** Yazı **
%%

15 Haziran 2009 Pazartesi

And the Oscar goes to....

Ne kadar Benjamin'iz hepimiz... Ya da ne kadar yerinde olmak istiyoruz onun... Ya da ister miydik gerçekten, filmini bu kadar beğenmemize rağmen, hayatımzın tersten başlamasını... Neleri kaybedeceğimizi, neleri kazanacağımız, kimleri ölümlere uğurlayıp, kimleri sevgimizle yarım bırakacağımızı bilmeyi, görmeyi, en yaşamamız gereken zamanları yaşlı bir vucütta, en huzur dolu olması gereken yıllarımızı bebek elleriyle tutmaya çalışmayı NE KADAR İSTERDİK GERÇEKTEN??
Kaçımız ıssız adamız ya da kadınız yoksa? Çok sevdiğimiz, uğruna sinemalarda gözyaşları döktüğümüz Ada, arkasından küfürler ettiğimiz Alper miyiz her birimiz gerçek hayatta...

%%

Kayıtlı girdiler

%%

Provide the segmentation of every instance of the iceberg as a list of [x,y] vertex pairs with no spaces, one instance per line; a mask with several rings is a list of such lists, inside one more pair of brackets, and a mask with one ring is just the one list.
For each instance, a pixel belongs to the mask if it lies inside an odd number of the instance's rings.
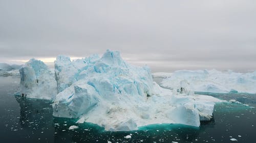
[[[242,73],[230,70],[180,70],[168,73],[166,76],[170,74],[170,77],[162,78],[160,83],[162,87],[179,89],[180,82],[185,80],[190,84],[191,90],[196,92],[256,93],[256,71]],[[155,75],[157,78],[158,75],[153,74],[153,77]]]
[[163,89],[153,81],[148,67],[130,65],[110,50],[101,57],[73,61],[59,55],[55,75],[32,59],[20,75],[22,93],[52,100],[54,116],[77,119],[77,123],[90,122],[108,131],[163,123],[199,127],[200,121],[212,118],[215,103],[223,101],[194,95],[186,81],[179,83],[184,93]]
[[18,76],[19,75],[19,69],[21,67],[20,65],[10,65],[6,63],[0,63],[0,76]]
[[19,94],[28,98],[53,100],[56,92],[54,74],[44,62],[30,60],[19,70]]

%%

** Görevler **
1. Yazıda adı geçen bütün kişi adlarını sırala.
2. Yazıya göre aşağıdaki soruları yanıtla:
(a) Yazının tarihi nedir?
(b) Yazının İngilizce başlığı nedir?
(c) Arkasından küfürler edilen kişinin adı ne?
3. Benjamin'den, Ada'dan ve Alper'den söz eden yazıyı son cümlesinden sonra aynı üslupla sürdür.
Kayıtlı girdilerin bu işte hiçbir rolü yoktur.

** Beklenen yanıtlar **
1. Benjamin, Ada, Alper

2.
(a) 15 Haziran 2009 Pazartesi
(b) "And the Oscar goes to...."
(c) Alper

3.
Yoksa hep bir güz sancısın'da komşularımızı, sevdiklerimizi, tanıdıklarımızı mı kovduk biz bu diyarlardan,hayatlarımızdan...
Düşledik mi Gora ile başka gezegenlere, Arog ile taş devrini görmeye gitmeyi...
Gönül yaramız oldu mu hiç, uğruna gerçekten öldürdüğümüz, öldürmeyi planladığımız, ya da ölümleri göze aldığımız...
Las Vegas'a hiç kafalar iyi gittik mi, ya da gidemeyip kafalar iyiyken yine de weird carpet'lardan weird hallucination'lar çıkarttık mı...
Şüphe ettik mi hiç katı katıya bağlı olduğumuz değerler yüzünden, en tanıdıklarımızdan, etrafımızdan...
Filmler mi yönetti hayatımızı yoksa hepimiz aslında bir film miyiz? Birbirimizi bazen ve hatta nadiren ucundan yakalayan, ama hiç alakası olmayan hikayelerimizle...
I nominate all of us for an Oscar, ve inanın bir gün hepimiz Oscar'ı alacağız, benim her gün şaşırdığım, bazen kızıp, bazen beğendiğim, hikayelerimiz, performanslarımızla...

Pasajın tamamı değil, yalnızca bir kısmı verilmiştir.